All lines from the one containing "If you could mark the distant" through the end of the data below are to be transcribed exactly. Leave out the rest.

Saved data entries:
————
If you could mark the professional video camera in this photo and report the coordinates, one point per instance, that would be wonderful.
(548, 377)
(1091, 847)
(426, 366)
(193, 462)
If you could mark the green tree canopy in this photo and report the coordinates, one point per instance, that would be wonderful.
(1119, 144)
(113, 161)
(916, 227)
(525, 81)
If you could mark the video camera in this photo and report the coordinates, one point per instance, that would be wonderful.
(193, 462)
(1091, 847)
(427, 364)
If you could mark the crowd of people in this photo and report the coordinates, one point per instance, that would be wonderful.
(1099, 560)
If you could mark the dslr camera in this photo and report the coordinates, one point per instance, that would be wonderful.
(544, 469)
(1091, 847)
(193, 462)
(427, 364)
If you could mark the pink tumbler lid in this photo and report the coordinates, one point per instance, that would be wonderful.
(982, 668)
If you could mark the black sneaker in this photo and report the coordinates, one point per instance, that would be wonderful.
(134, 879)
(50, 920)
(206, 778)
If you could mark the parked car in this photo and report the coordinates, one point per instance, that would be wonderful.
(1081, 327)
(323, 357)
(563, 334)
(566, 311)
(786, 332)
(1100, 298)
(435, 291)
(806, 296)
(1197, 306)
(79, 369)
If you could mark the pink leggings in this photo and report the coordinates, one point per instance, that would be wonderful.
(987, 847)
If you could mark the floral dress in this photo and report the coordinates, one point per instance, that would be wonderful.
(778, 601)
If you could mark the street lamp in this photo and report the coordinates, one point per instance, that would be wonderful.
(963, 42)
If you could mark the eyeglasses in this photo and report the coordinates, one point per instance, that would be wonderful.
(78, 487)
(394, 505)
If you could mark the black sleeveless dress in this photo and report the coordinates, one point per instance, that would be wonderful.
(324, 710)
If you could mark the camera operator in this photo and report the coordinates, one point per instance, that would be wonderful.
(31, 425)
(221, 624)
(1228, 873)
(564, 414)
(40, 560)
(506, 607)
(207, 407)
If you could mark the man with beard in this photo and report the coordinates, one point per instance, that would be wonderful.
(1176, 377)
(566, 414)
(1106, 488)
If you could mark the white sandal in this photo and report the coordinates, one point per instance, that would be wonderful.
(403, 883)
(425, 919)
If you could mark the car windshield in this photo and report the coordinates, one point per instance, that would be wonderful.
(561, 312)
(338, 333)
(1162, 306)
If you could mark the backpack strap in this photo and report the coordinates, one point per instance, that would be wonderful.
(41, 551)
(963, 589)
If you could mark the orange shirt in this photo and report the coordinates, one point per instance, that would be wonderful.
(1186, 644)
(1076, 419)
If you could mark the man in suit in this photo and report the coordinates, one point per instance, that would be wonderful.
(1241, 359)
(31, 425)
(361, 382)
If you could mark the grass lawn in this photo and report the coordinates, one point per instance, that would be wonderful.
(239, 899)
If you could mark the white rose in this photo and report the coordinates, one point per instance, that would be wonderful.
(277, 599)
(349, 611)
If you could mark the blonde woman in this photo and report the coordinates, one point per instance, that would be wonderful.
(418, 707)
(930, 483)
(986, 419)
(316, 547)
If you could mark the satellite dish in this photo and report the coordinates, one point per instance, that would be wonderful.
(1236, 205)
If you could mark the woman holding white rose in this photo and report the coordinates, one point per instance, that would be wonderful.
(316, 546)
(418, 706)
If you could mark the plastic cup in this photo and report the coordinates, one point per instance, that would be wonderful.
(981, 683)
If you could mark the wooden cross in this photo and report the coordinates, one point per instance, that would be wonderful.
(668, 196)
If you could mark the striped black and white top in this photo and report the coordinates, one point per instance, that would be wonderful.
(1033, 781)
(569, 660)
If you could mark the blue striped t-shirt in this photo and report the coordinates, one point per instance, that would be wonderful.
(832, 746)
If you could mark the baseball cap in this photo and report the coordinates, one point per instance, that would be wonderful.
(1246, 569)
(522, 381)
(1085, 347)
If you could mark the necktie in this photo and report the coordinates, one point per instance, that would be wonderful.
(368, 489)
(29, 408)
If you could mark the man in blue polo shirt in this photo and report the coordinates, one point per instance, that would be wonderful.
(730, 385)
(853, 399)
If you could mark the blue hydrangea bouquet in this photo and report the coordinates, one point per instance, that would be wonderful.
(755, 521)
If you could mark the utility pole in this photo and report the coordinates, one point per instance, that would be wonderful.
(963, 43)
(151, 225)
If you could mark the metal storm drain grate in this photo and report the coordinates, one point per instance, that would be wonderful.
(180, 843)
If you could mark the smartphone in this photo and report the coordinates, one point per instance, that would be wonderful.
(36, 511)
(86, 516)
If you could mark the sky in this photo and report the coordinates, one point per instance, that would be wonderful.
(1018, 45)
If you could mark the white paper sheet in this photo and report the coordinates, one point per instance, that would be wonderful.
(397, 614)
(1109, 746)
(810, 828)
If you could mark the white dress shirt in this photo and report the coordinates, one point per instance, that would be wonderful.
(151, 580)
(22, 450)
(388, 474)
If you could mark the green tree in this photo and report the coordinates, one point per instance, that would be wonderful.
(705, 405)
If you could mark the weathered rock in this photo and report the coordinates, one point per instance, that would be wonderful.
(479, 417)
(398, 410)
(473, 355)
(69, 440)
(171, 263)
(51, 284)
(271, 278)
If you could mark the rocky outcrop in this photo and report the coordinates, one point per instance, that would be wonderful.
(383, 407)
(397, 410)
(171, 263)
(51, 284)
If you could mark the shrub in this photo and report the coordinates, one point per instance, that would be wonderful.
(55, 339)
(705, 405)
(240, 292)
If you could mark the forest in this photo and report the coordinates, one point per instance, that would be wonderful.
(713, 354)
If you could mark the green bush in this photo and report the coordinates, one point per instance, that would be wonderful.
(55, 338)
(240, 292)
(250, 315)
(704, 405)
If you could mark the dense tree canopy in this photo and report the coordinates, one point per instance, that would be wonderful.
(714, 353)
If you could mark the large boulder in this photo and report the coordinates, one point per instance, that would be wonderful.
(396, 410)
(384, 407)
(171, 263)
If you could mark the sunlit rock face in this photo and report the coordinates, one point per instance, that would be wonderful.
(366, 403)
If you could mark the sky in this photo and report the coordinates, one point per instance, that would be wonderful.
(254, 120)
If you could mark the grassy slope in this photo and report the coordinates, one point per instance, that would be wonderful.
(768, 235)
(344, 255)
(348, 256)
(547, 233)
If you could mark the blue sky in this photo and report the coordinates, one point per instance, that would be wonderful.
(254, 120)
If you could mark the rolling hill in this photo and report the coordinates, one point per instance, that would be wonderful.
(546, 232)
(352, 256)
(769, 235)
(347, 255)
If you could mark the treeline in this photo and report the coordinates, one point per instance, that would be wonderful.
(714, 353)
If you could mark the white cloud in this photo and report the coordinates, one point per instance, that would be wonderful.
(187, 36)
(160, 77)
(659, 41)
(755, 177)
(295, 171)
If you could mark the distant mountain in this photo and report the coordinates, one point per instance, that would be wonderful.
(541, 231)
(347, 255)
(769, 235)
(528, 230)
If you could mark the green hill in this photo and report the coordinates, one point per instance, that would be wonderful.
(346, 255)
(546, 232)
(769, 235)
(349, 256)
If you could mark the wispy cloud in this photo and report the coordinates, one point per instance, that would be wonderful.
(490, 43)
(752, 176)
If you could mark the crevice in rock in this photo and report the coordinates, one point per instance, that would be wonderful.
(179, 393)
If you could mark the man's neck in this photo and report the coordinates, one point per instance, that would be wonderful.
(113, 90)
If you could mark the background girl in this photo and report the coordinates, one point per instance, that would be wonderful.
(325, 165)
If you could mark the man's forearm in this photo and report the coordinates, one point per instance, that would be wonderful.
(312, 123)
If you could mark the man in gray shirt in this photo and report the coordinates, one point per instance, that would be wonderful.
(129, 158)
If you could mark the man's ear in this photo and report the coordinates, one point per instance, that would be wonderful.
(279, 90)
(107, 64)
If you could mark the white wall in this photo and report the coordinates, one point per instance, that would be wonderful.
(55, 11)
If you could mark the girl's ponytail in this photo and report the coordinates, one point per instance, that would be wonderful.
————
▸ **Response box**:
If you could mark the distant mountain in this photo and report the coordinates, one point per instance, that would be wonderful.
(541, 231)
(347, 255)
(769, 235)
(528, 230)
If you could mark the green hill in this photo and report the coordinates, one point per instance, that would be wonderful.
(346, 255)
(546, 232)
(769, 235)
(349, 256)
If you could mark the wispy cloud in this photo and report the coordinates, one point per instance, that would be wonderful.
(490, 43)
(752, 176)
If you could mark the crevice in rock in this photo and report the coordinates, one point per instance, that would be wonderful.
(179, 393)
If you could mark the man's neck in this photo and report the coordinates, one point per instance, that would be wonderful.
(113, 90)
If you could mark the background girl in this photo and report the coordinates, one point per instance, that would be wonderful.
(325, 165)
If you could mark the man's forearm in this photo and report the coordinates, one point per instance, that would be wonderful.
(312, 123)
If you could mark the man in gray shirt in this photo and report the coordinates, one point per instance, that would be wonderful.
(129, 158)
If you could mark the man's ear in this photo and report the coordinates, one point per instance, that would be wonderful.
(279, 90)
(107, 64)
If you could mark the white wall in this photo and report the coordinates, one point per instance, that would be wonderful.
(55, 11)
If you could mark the girl's ponytail in this photo and report the coordinates, one point per instance, that would be wonderful.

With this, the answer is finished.